Exercise requirements:
What follows is a block of records; reproduce all of it verbatim.

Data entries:

________________________

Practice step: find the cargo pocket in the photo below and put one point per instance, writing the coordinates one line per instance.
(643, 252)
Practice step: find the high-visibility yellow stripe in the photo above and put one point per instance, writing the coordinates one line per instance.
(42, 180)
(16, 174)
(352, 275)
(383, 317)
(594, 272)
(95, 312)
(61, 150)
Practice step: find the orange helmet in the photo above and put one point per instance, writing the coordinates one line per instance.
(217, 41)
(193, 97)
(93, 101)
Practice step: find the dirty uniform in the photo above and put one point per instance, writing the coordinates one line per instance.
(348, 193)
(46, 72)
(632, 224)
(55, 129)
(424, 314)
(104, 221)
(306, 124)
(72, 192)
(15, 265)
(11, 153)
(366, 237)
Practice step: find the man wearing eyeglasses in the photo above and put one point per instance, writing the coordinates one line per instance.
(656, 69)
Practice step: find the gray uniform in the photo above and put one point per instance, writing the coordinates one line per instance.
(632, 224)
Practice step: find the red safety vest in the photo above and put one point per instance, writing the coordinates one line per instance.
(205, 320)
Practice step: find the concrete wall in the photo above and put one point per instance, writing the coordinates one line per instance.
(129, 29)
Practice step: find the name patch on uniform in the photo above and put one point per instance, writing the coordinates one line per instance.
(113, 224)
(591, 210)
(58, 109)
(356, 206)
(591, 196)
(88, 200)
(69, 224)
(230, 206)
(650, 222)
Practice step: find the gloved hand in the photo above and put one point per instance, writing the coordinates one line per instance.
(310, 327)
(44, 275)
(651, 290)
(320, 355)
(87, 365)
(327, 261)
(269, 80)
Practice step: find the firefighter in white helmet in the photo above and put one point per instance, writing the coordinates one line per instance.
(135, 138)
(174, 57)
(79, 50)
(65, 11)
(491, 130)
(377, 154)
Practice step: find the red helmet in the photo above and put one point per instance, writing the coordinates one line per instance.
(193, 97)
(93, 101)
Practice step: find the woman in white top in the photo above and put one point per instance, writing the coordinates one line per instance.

________________________

Finished task:
Practice step: find the cargo pocket in the photo below and put one point per instance, writing the coordinates one line per instance.
(643, 252)
Practice step: find the high-visibility yellow stripe in the photo above and put one point per instance, writing the coordinates one line per instance.
(42, 180)
(16, 174)
(352, 275)
(383, 317)
(594, 272)
(95, 312)
(61, 150)
Practice step: find the orange helmet in the photo above and put one point per instance, writing the coordinates one line per instance.
(217, 41)
(193, 97)
(93, 101)
Practice step: find the dirty uniform in the photo above and put one point per instance, writing the coordinates one line per instance.
(348, 193)
(46, 72)
(632, 224)
(55, 129)
(424, 314)
(104, 221)
(306, 124)
(72, 192)
(15, 265)
(11, 153)
(366, 237)
Practice step: find the man wearing eyeglasses in the photo above and put one point per instance, writing the coordinates one line per instance.
(656, 69)
Practice step: find the gray uniform in the photo above and put one point per instance, writing the coordinates one line per instance.
(632, 224)
Practice step: find the red safety vest in the photo above and put one point per instance, writing the coordinates one line per instance.
(205, 320)
Practice step: find the concrete wall in the photo above and put one point per instance, writing the coordinates one line per instance.
(129, 29)
Practice step: find the name patch on uniform in the photo above and put one point per instance, writing the coordinates one line per instance.
(113, 224)
(591, 210)
(58, 109)
(356, 206)
(591, 196)
(88, 200)
(69, 224)
(230, 206)
(650, 222)
Practice step: find the gloved hand in the photo above and put one point per instance, writing the coordinates one line per instance.
(310, 327)
(44, 275)
(651, 290)
(320, 355)
(87, 365)
(327, 261)
(269, 80)
Practice step: find the firefighter in white helmet in the photo above and put one point per instance, writing the coordinates one line per instance.
(135, 138)
(174, 57)
(79, 50)
(65, 11)
(491, 130)
(377, 154)
Practice step: find the red helmet in the photo above and put one point per instance, writing the coordinates one line per instance.
(193, 97)
(93, 101)
Practice step: find the woman in white top in the photo above and put one point per instance, writing the coordinates one line per instance.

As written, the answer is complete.